Kristine Stiles is a professor of Art, Art History & Visual
Studies. She is a
specialist in contemporary art and theory, and internationally recognized
for her
scholarship on performance art, as well as destruction, violence,
and trauma
in art. She is the recipient of numerous fellowships, including a
John Simon
Guggenheim for her work on documentary photography of the nuclear
age. She
has published widely in US and international art journals, as well
as taught and
lectured internationally on the subject of “cultures of trauma,” the
term she
coined in 1993. Stiles is also an artist and equestrian.
Despina Stratigakos is an architectural historian with an overarching interest
in gender and modernity in European cities. Her forthcoming book,
A Women’s
Berlin, investigates the conception of a city built by and for
women, a place that
was imagined and partially realized in the years before the First
World War. She
has published on the public image of women architects; the gender
politics of
the Werkbund; connections between architectural and sexual discourses
in
Weimar Germany; and exiled Jewish women architects in the United
States.
Midori Yoshimoto is assistant professor of art history
and gallery director
at New Jersey City University, specializing in Japanese avant-garde
art of the
1960s. Her publications include Into Performance: Japanese Women
Artists in
New York and an essay in Japanese Women Artists in Avant-garde
Movements,
1950-1975. She curated exhibitions such as Do-It-Yourself Fluxus
and Resonance:
Five Asian Women Artists in New Jersey. She is currently editing
an issue of
Women and Performance journal. In November she will be presenting
and
chairing a panel at the Performance Studies International Conference.
Andres
Mario Zervigon is Assistant Professor of Art History at Rutgers
University, where he focuses his research and teaching on the history
of
photography. Zervigon’s early work focused on the demise of
Berlin’s Dada
movement. He then focused on one of that movement’s members,
John
Heartfield, on whom Zervigon curated an exhibition at the Getty Research
Institute that later traveled to the Wolfsonian Museum. He is currently
completing a book on Heartfield entitled The Agitated Image: John
Heartfield,
Photomontage and the German Avant-Garde 1917-1930.

Problem to work on:
Answer these from the contributor biographies:
(a) In what year did Kristine Stiles coin the term "cultures of trauma"?
(b) At which university is Midori Yoshimoto gallery director?
(c) After the Getty Research Institute, where did Zervigon's exhibition on John Heartfield travel?

Recorded information:

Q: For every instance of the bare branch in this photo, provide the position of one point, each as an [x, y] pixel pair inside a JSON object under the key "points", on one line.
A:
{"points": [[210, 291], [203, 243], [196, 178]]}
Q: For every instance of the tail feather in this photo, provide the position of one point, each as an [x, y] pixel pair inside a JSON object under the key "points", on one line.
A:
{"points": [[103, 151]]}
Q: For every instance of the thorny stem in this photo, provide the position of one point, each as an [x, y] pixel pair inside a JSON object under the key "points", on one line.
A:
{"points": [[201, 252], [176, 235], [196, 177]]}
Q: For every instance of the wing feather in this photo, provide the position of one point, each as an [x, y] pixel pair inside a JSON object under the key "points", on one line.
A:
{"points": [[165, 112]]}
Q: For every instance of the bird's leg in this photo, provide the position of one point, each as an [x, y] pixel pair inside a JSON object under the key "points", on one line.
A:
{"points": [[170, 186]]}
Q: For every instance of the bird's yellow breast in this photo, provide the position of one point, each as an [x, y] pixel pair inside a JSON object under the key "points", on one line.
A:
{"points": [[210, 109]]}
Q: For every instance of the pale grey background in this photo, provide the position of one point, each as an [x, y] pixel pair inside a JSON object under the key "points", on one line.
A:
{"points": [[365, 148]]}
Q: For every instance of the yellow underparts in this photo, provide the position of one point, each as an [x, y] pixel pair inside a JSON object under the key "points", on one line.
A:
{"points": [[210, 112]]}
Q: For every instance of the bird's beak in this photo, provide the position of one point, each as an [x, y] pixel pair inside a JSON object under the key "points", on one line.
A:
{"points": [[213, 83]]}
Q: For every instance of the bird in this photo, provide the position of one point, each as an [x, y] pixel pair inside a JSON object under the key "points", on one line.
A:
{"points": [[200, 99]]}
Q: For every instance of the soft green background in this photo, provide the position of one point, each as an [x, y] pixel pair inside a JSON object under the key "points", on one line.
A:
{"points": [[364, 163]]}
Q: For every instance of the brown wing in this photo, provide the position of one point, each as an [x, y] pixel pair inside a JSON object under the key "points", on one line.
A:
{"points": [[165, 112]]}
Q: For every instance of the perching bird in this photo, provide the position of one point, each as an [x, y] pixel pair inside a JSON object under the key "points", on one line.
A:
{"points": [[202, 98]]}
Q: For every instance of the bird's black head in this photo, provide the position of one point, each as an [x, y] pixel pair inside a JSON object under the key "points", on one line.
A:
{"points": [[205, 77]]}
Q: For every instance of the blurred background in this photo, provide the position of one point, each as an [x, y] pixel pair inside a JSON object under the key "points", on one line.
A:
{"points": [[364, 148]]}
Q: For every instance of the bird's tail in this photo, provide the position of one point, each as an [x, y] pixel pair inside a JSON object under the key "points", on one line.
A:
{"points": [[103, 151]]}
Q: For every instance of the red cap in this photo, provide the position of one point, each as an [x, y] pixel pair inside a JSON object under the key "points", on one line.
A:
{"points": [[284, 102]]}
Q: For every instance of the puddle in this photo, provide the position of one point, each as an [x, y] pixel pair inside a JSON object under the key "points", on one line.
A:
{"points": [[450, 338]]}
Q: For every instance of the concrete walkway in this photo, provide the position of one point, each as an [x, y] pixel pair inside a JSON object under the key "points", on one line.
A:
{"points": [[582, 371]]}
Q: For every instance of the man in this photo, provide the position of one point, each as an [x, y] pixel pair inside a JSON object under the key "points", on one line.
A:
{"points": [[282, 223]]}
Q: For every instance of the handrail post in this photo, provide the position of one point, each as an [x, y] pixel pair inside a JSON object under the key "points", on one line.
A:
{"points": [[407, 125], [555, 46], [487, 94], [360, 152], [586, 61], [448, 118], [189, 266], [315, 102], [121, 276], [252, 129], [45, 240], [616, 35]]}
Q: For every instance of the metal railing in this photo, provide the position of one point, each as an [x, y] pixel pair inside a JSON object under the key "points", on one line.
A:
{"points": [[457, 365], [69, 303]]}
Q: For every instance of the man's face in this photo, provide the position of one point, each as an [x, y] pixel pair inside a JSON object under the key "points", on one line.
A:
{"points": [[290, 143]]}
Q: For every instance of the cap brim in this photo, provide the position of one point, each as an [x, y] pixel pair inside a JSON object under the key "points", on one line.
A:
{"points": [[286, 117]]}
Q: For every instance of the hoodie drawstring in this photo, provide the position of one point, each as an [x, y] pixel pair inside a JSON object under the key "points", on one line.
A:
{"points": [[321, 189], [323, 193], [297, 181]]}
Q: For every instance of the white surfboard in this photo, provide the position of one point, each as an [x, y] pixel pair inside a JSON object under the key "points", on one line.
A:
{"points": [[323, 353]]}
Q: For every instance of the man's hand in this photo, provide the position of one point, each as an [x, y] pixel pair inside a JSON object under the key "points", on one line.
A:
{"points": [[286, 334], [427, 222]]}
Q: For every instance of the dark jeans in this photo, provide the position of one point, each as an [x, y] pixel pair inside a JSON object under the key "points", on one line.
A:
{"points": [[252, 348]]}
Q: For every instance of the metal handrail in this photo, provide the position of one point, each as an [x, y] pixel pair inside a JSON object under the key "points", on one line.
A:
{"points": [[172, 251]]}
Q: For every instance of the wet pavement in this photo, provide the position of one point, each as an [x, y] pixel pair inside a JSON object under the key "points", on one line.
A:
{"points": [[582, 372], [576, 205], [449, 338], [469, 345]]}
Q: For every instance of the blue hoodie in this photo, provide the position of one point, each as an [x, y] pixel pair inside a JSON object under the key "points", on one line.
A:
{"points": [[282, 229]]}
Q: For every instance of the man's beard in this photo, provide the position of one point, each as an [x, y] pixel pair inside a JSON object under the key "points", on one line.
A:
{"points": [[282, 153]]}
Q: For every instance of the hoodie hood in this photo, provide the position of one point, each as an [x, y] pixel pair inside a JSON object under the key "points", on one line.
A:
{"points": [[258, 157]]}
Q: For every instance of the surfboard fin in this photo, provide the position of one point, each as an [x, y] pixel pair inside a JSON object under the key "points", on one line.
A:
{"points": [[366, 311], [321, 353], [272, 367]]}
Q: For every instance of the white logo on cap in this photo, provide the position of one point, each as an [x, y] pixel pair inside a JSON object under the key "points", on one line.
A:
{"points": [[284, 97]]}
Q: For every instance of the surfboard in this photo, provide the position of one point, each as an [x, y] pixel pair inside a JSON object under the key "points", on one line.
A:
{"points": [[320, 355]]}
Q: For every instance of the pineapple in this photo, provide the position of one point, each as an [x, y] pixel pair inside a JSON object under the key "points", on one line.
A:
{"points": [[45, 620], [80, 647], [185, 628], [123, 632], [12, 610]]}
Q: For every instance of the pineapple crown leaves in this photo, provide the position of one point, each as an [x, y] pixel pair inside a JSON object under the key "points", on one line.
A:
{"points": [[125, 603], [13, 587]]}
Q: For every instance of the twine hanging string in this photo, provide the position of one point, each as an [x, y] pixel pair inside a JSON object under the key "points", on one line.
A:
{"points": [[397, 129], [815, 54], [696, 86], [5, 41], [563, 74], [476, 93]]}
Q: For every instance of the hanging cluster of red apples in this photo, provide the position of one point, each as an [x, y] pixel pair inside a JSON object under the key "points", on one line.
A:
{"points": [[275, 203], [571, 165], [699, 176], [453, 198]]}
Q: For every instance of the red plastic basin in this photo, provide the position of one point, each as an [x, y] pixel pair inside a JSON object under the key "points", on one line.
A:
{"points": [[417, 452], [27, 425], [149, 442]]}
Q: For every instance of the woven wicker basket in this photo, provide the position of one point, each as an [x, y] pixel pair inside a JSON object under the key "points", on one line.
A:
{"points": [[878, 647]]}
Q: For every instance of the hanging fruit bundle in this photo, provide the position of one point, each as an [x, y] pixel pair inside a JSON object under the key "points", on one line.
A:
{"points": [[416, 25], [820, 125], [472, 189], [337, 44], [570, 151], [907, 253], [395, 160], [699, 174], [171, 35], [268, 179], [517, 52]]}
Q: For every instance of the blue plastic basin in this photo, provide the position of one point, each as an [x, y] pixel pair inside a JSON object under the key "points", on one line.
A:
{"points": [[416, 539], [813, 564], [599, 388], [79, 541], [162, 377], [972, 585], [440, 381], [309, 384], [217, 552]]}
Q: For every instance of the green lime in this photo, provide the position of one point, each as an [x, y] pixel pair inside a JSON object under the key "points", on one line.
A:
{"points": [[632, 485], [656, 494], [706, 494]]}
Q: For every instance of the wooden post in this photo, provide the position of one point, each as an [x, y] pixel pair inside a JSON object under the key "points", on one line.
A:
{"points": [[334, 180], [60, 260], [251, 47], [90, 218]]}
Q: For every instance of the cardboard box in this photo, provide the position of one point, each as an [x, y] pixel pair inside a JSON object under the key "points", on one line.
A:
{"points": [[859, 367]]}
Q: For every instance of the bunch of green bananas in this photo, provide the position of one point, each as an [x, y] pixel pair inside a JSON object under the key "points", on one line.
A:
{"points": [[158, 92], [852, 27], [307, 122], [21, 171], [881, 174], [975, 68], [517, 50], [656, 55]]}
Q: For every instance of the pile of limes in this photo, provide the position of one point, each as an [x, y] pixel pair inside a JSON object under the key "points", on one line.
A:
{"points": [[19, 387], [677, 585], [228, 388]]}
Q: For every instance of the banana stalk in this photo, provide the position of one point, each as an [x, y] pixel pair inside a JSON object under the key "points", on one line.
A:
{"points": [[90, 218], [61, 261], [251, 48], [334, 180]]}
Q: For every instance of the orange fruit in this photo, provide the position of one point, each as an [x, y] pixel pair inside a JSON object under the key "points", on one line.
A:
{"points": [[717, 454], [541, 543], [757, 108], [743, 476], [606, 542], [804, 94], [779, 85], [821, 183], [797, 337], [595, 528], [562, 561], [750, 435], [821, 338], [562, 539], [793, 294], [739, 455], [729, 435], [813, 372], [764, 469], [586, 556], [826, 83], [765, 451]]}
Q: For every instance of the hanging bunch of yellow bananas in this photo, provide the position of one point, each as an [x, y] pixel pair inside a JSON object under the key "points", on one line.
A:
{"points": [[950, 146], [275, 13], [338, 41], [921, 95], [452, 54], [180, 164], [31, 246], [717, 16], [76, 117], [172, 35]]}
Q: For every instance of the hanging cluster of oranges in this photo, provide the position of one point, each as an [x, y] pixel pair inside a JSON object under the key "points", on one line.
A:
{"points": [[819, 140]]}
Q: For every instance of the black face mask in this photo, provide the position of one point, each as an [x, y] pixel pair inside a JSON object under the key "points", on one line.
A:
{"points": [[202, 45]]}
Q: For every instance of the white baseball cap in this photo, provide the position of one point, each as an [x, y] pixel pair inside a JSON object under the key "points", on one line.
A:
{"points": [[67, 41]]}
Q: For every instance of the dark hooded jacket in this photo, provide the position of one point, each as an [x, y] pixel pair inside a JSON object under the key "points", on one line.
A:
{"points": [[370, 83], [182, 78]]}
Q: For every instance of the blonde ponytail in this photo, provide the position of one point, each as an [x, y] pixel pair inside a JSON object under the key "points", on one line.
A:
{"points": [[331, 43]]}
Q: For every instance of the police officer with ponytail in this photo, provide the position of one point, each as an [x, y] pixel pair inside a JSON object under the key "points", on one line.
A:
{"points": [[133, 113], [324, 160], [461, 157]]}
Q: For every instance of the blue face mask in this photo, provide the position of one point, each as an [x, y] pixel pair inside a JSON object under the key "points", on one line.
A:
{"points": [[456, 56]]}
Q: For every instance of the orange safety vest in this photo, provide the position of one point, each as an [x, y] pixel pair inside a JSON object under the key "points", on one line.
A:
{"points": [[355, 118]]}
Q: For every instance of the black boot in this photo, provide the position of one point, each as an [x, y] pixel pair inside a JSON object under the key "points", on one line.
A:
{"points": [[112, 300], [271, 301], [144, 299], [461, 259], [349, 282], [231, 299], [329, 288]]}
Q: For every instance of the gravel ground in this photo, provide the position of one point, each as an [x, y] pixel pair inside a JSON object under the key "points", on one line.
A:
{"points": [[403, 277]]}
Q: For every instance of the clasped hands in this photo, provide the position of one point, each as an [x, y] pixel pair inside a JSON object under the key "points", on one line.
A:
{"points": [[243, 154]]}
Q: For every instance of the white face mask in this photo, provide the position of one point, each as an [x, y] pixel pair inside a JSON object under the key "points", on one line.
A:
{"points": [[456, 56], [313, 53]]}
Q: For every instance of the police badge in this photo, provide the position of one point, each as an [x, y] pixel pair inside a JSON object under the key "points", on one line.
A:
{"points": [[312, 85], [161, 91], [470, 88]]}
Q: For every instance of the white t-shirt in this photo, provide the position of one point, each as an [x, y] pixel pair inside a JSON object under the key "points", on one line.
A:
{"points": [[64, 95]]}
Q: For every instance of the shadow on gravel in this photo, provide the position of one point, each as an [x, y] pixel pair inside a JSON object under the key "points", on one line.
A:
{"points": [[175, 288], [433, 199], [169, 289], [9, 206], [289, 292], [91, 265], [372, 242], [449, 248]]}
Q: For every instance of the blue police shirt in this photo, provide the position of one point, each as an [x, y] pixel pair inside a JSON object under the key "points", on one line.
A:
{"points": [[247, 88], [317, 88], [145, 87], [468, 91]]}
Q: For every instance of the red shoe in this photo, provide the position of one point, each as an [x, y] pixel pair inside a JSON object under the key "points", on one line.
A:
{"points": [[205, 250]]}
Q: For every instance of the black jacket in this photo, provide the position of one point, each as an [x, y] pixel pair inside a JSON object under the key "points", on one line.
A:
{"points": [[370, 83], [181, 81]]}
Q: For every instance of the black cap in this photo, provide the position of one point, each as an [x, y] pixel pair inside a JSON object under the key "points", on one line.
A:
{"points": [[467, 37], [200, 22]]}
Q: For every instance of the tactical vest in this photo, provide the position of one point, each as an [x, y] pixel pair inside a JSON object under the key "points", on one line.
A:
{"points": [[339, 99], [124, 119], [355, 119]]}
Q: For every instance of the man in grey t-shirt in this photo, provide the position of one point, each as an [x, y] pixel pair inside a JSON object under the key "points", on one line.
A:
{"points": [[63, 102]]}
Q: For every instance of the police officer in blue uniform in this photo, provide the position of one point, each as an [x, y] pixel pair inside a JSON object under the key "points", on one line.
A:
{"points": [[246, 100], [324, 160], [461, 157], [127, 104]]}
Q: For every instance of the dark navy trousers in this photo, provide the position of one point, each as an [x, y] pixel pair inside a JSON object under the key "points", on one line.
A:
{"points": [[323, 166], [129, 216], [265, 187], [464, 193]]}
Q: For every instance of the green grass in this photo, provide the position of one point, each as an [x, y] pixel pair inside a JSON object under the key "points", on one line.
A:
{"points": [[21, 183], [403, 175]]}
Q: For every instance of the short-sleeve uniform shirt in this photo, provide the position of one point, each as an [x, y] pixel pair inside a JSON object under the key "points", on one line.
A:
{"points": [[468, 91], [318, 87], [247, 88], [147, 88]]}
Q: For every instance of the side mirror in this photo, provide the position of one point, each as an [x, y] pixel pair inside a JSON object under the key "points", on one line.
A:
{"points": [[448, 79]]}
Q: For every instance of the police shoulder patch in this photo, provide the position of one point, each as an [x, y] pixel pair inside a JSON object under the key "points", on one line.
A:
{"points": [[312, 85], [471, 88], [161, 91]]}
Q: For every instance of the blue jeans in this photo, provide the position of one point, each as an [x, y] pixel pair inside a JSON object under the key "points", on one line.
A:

Solution to this task:
(a) 1993
(b) New Jersey City University
(c) The Wolfsonian Museum